Work to complete = Lines below that include the word "dark" should each be copied.

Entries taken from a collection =
━━━━━━━━━━━━━━━━━━━━
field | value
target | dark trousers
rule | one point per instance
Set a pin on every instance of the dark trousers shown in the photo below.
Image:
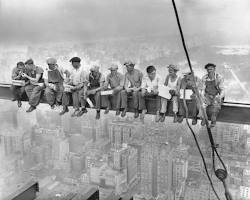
(135, 99)
(17, 91)
(53, 96)
(34, 93)
(96, 98)
(112, 101)
(194, 111)
(77, 101)
(142, 103)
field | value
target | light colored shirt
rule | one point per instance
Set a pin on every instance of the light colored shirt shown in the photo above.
(114, 80)
(60, 69)
(174, 85)
(133, 79)
(219, 82)
(78, 76)
(150, 85)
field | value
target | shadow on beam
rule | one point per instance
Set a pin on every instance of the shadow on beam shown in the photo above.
(230, 112)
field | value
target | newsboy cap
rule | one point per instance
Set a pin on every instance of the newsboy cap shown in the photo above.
(174, 67)
(75, 59)
(29, 62)
(210, 64)
(51, 61)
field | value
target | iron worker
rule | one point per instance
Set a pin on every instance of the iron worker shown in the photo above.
(17, 90)
(188, 82)
(114, 81)
(54, 83)
(213, 91)
(96, 83)
(78, 84)
(149, 88)
(132, 85)
(173, 82)
(36, 84)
━━━━━━━━━━━━━━━━━━━━
Result of the exercise =
target | dark trousers
Set a pin on every instance of the dark trousers shown in the photo below.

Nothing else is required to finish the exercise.